**Task to complete:** Rewrite the data below from the line containing "Put a marker on each instance of the wood grain" through the end of the data, inclusive, including the instructions, and scale every x and y coordinate in the answers by 1.5, rounding to whole numbers with halves rounded up. Reproduce only those lines and omit the pictures.

--- BEGIN Data records ---

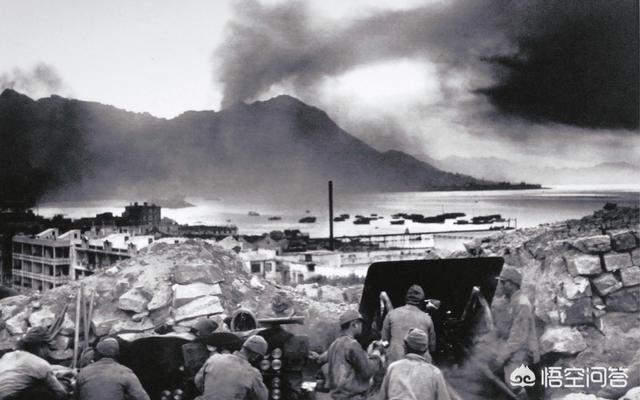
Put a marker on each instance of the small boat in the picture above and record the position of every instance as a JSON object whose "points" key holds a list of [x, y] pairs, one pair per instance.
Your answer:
{"points": [[485, 219], [451, 215]]}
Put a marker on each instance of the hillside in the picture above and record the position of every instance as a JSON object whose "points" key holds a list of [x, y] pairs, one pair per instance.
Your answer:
{"points": [[64, 148]]}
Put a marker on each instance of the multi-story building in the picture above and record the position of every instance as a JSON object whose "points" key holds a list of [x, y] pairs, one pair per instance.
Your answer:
{"points": [[89, 255], [42, 261]]}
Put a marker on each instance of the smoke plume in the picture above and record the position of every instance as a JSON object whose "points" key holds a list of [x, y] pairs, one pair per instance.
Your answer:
{"points": [[572, 62], [41, 80]]}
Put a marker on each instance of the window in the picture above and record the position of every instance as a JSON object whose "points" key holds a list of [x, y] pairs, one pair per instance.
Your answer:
{"points": [[256, 268]]}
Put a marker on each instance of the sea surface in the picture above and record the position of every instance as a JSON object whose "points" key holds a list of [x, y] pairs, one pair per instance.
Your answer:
{"points": [[524, 208]]}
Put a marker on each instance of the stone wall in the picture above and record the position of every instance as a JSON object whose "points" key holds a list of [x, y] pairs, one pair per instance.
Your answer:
{"points": [[583, 278]]}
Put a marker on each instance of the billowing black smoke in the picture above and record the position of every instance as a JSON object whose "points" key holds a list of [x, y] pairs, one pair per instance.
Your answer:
{"points": [[573, 62], [41, 80]]}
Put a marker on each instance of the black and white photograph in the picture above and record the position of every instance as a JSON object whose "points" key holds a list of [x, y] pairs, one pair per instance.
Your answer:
{"points": [[320, 200]]}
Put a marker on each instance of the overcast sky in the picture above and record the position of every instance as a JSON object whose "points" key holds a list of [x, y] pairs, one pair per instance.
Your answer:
{"points": [[537, 81]]}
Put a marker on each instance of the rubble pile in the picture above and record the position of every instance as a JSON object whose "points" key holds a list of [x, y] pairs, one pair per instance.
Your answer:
{"points": [[167, 287], [583, 277]]}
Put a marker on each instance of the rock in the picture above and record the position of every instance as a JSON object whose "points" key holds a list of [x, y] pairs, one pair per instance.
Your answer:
{"points": [[61, 342], [473, 247], [120, 287], [331, 294], [623, 241], [102, 324], [579, 312], [181, 329], [61, 355], [606, 283], [161, 298], [255, 283], [584, 265], [630, 276], [352, 294], [9, 311], [140, 316], [131, 327], [182, 294], [7, 342], [45, 317], [615, 261], [202, 306], [130, 337], [190, 273], [562, 340], [635, 256], [575, 288], [593, 244], [11, 306], [308, 290], [619, 339], [133, 300], [548, 288], [239, 286], [17, 325], [68, 326], [625, 300]]}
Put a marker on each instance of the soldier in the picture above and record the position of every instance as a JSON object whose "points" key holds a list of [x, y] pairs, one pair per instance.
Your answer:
{"points": [[295, 348], [414, 377], [106, 379], [520, 340], [25, 374], [398, 322], [349, 366], [232, 376]]}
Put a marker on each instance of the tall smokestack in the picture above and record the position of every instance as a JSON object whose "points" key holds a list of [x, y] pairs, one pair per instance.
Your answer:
{"points": [[331, 216]]}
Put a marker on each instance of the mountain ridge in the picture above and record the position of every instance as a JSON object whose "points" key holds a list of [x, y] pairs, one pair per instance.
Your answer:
{"points": [[277, 147]]}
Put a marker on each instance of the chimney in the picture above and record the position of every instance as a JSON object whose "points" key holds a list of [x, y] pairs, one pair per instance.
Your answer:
{"points": [[331, 247]]}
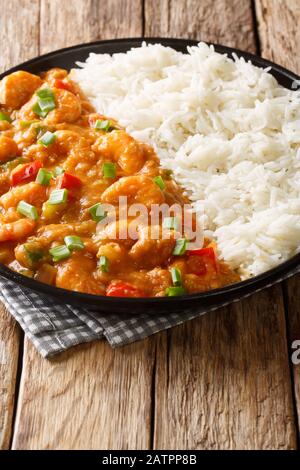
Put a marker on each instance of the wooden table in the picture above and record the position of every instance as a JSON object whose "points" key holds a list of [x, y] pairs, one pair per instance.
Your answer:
{"points": [[223, 381]]}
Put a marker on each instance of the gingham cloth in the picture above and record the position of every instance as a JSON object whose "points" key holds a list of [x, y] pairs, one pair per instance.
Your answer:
{"points": [[53, 328]]}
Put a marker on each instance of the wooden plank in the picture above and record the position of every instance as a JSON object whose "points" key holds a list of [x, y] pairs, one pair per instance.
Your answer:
{"points": [[9, 353], [279, 33], [227, 22], [67, 23], [19, 25], [13, 14], [91, 397], [280, 37], [223, 380]]}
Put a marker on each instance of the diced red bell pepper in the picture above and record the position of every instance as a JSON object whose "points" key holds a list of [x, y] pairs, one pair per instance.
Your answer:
{"points": [[63, 85], [123, 289], [207, 253], [25, 173], [68, 181]]}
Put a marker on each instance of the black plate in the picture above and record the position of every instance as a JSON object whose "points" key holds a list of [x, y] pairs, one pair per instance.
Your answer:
{"points": [[66, 58]]}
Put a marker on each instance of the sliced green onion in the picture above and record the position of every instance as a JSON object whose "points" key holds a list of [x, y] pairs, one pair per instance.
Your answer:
{"points": [[97, 212], [109, 170], [160, 182], [176, 276], [45, 103], [43, 177], [103, 125], [38, 110], [5, 117], [73, 242], [13, 163], [171, 223], [34, 256], [180, 247], [28, 210], [58, 171], [104, 264], [58, 196], [25, 124], [47, 139], [45, 93], [59, 252], [174, 291], [26, 272]]}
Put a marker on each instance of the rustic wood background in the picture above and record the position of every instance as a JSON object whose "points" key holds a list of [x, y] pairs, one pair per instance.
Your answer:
{"points": [[224, 381]]}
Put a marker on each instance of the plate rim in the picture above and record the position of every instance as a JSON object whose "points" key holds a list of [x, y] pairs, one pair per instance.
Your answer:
{"points": [[261, 281]]}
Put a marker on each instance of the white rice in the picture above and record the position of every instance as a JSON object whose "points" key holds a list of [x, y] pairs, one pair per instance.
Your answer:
{"points": [[226, 128]]}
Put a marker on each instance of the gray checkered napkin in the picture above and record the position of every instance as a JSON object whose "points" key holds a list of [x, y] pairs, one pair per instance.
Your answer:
{"points": [[53, 328]]}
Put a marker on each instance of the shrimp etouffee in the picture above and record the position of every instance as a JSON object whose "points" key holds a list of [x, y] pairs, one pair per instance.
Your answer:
{"points": [[60, 163]]}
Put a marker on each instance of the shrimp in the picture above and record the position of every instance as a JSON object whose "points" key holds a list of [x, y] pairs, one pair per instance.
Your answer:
{"points": [[33, 193], [8, 148], [138, 189], [16, 230], [153, 252], [76, 274], [68, 108], [53, 74], [17, 88], [122, 148]]}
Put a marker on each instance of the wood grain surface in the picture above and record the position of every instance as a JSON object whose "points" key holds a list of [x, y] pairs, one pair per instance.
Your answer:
{"points": [[223, 381], [280, 38]]}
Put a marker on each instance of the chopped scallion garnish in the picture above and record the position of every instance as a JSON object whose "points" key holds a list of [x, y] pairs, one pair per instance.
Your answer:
{"points": [[33, 255], [103, 264], [180, 247], [176, 276], [47, 139], [45, 93], [97, 212], [58, 171], [37, 110], [43, 177], [73, 242], [58, 196], [45, 103], [28, 210], [109, 170], [103, 125], [59, 252], [174, 291]]}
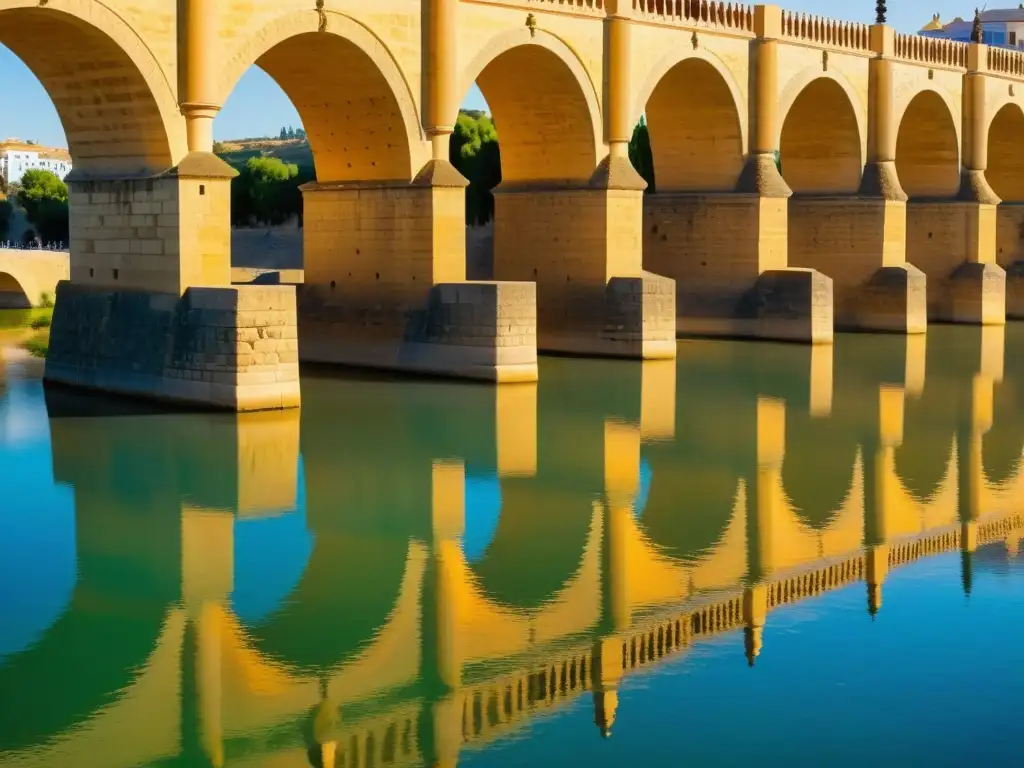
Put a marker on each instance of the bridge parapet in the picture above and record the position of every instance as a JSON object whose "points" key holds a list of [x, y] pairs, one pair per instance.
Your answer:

--- END Data records ---

**Result below:**
Put a marker on each instance of the wood grain surface in the picture above and record the position of every instance as a JSON object whose "points" key holds a list of [x, y] pairs, one pair per instance.
Your answer:
{"points": [[335, 572], [420, 57]]}
Put a marker on each instance of the chopped scallion garnish in the picture above and record the position of every instance as a JSON object whose "points" key holds a list of [x, y] pairs, one pair per instance.
Your answer:
{"points": [[50, 383], [155, 396], [270, 371], [264, 414], [71, 209], [68, 140], [146, 318], [87, 257], [56, 165], [65, 266], [110, 363], [87, 294], [68, 155], [42, 315], [164, 255], [155, 188], [89, 378], [261, 437]]}
Put a marker on each instance of the bridge parapet in the picture above and record the position of every instance as a JSON object whose "points" key holds a list of [x, y] pairs, one pair per instance.
Your answer:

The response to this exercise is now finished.